2011-11-18 Thread Greg Rose


On 11/17/2011 4:44 PM, Ben Hutchings wrote:

On Thu, 2011-11-17 at 16:32 -0800, Greg Rose wrote:

On 11/17/2011 4:15 PM, Ben Hutchings wrote:

Sorry to come to this rather late.

On Tue, 2011-11-08 at 23:55 -0800, Roopa Prabhu wrote:
[...]

v2 -   v3
- Moved set and get filter ops from rtnl_link_ops to netdev_ops
- Support for SRIOV VFs.
  [Note: The get filters msg (in the way current get rtnetlink handles
  it) might get too big for SRIOV vfs. This patch follows existing sriov
  vf get code and tries to accomodate filters for all VF's in a PF.
  And for the SRIOV case I have only tested the fact that the VF
  arguments are getting delivered to rtnetlink correctly. The code
  follows existing sriov vf handling code so rest of it should work 
fine]

[...]

This is already broken for large numbers of VFs, and increasing the
amount of information per VF is going to make the situation worse.  I am
no netlink expert but I think that the current approach of bundling all
information about an interface in a single message may not be
sustainable.

Also, I'm unclear on why this interface is to be used to set filtering
for the (PF) net device as well as for related VFs.  Doesn't that
duplicate the functionality of ndo_set_rx_mode and
ndo_vlan_rx_{add,kill}_vid?


Functionally yes but contextually no.  This allows the PF driver to know
that it is setting these filters in the context of the existence of VFs,
allowing it to take appropriate action.  The other two functions may be
called without the presence of SR-IOV enablement and the existence of VFs.

Anyway, that's why I asked Roopa to add that capability.

#####

** Written instruction A **
Answer these questions from the thread excerpt:
(i) According to the v2 to v3 changes, where were the set and get filter ops moved from, and to where?
(ii) Which existing functions does the excerpt ask whether this interface duplicates?
(iii) Whom was asked to add the capability?
** Written instruction B **
From the thread excerpt, copy the passage that begins at the words "On 11/17/2011 4:44" and stops after "this rather late.", swapping "rather late" for "somewhat late".
** Written instruction C **
State whether each statement agrees with the thread excerpt. Give yes or no and quote the deciding words:
(i) The patch author fully tested the SRIOV case.
(ii) The other two functions may be called when SR-IOV is not enabled.
(iii) Ben Hutchings calls himself a netlink expert.
The rows that come next have no connection to the thread excerpt.

** Raw records **
#####

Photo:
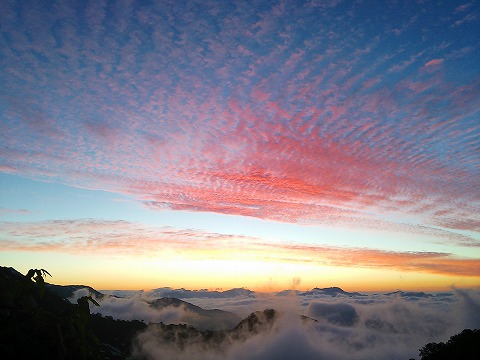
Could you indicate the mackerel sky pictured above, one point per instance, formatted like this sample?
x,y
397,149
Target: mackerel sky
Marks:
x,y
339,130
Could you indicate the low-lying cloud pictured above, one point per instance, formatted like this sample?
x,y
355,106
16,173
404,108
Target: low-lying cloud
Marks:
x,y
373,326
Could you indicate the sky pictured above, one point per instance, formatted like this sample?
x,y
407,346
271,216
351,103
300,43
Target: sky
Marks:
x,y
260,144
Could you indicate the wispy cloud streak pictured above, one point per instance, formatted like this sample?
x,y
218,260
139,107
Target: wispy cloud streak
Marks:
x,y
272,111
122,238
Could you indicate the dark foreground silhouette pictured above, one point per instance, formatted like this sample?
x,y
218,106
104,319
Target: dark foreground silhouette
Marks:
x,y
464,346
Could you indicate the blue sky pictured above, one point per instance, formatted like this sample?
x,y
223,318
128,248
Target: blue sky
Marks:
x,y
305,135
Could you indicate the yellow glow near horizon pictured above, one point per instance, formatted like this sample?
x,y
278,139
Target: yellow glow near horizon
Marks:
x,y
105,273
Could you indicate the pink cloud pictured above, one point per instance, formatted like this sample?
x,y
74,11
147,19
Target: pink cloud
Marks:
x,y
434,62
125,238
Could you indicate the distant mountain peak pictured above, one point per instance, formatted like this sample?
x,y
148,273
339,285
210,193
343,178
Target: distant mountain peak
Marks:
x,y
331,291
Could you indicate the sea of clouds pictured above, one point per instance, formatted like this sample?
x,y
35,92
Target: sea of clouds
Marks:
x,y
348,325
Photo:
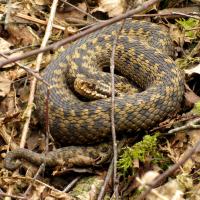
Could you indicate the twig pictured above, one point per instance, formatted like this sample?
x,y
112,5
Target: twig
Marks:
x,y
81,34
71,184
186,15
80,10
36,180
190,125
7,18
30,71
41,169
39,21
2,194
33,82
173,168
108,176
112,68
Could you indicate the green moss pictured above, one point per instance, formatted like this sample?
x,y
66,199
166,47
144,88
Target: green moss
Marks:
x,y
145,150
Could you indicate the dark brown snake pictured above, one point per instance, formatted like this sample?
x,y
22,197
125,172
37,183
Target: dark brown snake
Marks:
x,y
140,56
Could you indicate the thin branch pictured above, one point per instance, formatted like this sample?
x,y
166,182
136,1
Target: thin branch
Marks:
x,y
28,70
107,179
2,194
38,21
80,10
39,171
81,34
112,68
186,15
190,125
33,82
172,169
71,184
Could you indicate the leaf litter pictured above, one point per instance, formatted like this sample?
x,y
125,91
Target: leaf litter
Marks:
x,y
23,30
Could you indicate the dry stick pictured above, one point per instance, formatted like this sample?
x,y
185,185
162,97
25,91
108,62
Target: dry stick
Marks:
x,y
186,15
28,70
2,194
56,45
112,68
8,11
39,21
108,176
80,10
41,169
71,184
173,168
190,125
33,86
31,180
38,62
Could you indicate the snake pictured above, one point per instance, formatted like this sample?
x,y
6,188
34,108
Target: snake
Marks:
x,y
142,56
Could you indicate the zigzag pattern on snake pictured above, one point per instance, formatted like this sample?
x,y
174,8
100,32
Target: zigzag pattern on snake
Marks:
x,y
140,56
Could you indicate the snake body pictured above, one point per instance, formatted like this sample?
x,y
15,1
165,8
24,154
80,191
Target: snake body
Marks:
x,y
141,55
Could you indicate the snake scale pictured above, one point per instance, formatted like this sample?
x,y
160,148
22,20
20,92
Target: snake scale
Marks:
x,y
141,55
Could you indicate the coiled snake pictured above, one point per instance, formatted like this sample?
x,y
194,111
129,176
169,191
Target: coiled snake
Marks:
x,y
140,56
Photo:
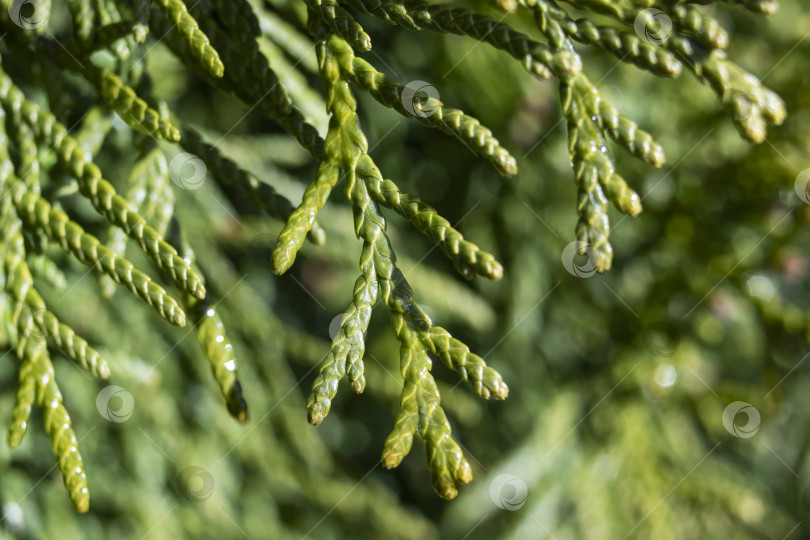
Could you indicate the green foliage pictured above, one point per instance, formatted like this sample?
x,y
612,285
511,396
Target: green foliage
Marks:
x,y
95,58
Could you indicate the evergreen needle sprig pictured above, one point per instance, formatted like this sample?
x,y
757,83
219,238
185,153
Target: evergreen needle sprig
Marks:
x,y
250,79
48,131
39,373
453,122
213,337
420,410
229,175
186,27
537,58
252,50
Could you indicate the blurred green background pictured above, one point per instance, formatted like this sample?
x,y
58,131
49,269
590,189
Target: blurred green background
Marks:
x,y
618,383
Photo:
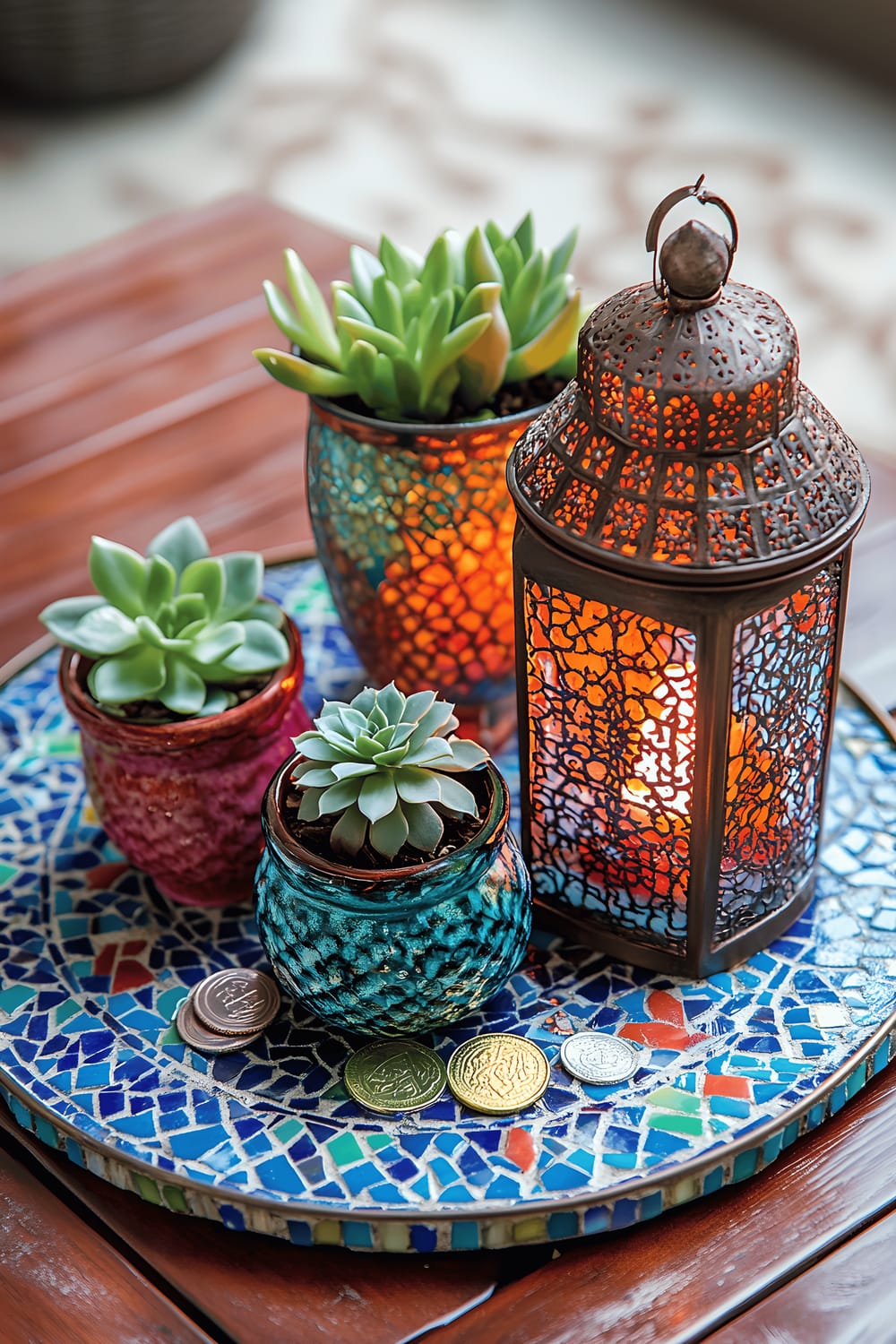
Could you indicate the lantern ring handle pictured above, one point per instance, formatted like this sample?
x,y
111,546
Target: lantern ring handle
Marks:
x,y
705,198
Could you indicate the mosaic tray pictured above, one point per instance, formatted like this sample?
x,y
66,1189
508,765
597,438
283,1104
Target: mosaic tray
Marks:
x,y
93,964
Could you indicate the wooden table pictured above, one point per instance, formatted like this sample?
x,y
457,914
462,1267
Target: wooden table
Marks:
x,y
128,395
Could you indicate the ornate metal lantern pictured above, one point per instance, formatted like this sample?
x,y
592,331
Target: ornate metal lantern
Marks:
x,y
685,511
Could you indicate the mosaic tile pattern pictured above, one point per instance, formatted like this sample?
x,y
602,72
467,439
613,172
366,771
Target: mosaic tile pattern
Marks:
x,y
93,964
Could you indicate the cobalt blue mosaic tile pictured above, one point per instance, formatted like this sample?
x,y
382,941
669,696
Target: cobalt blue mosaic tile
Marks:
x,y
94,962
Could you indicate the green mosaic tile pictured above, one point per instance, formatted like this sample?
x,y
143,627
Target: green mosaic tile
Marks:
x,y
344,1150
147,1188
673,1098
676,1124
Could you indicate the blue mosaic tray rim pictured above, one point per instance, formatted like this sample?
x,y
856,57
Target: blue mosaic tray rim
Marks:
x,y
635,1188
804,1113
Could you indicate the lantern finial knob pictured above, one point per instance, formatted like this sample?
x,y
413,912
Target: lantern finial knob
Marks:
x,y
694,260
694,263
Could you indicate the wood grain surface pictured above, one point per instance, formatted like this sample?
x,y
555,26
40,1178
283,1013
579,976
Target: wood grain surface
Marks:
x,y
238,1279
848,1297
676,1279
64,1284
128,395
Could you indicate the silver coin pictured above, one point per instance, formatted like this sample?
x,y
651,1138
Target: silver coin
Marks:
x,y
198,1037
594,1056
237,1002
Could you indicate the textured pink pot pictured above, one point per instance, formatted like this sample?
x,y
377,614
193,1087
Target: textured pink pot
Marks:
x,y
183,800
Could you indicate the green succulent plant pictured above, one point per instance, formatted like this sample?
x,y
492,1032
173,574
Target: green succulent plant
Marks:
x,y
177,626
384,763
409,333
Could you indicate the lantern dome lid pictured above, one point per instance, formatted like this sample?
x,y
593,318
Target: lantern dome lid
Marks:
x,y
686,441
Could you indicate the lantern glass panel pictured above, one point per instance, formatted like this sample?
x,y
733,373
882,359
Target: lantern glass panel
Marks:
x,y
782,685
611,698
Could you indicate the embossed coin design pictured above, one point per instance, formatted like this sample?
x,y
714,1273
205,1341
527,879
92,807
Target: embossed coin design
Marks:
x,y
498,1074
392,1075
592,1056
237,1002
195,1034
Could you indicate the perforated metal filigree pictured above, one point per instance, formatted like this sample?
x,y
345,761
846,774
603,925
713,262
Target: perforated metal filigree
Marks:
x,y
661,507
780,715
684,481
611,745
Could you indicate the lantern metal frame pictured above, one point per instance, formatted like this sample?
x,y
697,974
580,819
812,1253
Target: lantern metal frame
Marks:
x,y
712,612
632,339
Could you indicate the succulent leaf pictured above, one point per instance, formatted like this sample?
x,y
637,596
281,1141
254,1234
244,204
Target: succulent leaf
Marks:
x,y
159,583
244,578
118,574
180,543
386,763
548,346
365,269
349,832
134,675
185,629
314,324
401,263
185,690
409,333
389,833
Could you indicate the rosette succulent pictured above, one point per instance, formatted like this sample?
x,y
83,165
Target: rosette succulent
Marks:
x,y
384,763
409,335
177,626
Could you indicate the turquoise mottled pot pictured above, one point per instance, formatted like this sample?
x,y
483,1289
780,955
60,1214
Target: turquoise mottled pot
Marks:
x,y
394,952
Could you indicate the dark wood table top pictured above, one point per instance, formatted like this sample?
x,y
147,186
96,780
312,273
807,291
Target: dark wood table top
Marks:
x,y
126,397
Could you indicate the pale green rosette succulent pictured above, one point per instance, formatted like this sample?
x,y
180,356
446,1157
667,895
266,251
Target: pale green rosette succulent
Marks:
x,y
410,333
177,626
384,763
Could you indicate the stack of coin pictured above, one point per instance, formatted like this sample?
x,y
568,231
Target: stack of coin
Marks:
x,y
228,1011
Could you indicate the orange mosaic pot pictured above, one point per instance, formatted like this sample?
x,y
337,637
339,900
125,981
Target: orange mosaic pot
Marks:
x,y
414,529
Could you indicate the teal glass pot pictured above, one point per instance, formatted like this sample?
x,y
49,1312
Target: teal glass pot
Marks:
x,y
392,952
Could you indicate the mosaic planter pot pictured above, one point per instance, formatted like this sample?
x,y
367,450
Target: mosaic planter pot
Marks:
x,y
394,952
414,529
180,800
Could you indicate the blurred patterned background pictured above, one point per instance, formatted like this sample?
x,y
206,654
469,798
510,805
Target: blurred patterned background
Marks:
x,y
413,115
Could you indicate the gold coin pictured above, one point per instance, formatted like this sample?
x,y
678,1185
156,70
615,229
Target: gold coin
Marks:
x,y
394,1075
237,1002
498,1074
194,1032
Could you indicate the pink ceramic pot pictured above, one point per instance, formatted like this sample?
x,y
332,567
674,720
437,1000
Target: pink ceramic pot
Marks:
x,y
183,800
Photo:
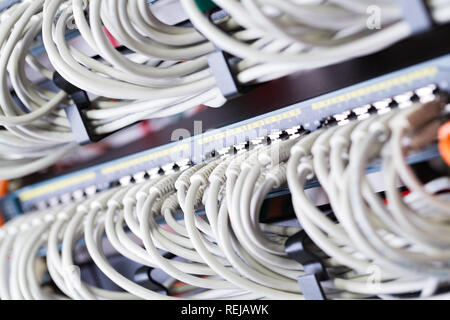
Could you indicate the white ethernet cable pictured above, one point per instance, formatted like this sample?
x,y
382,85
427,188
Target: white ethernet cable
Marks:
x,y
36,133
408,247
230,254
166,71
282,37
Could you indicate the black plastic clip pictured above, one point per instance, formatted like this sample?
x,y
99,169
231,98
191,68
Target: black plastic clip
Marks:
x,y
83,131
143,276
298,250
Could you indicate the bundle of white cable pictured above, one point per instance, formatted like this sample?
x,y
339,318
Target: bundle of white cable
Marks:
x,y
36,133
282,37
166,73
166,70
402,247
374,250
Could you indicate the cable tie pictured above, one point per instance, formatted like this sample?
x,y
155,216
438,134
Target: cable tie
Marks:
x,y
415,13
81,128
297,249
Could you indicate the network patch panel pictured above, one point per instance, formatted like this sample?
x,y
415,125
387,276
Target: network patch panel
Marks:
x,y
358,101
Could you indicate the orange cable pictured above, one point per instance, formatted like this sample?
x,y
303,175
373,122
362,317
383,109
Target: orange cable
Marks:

#####

** Answer A **
(i) From rtnl_link_ops to netdev_ops.
(ii) ndo_set_rx_mode and ndo_vlan_rx_{add,kill}_vid.
(iii) Roopa.

** Answer B **
On 11/17/2011 4:44 PM, Ben Hutchings wrote:

On Thu, 2011-11-17 at 16:32 -0800, Greg Rose wrote:

On 11/17/2011 4:15 PM, Ben Hutchings wrote:

Sorry to come to this somewhat late.

** Answer C **
(i) No: "I have only tested the fact that the VF arguments are getting delivered to rtnetlink correctly"
(ii) Yes: "The other two functions may be called without the presence of SR-IOV enablement and the existence of VFs."
(iii) No: "I am no netlink expert"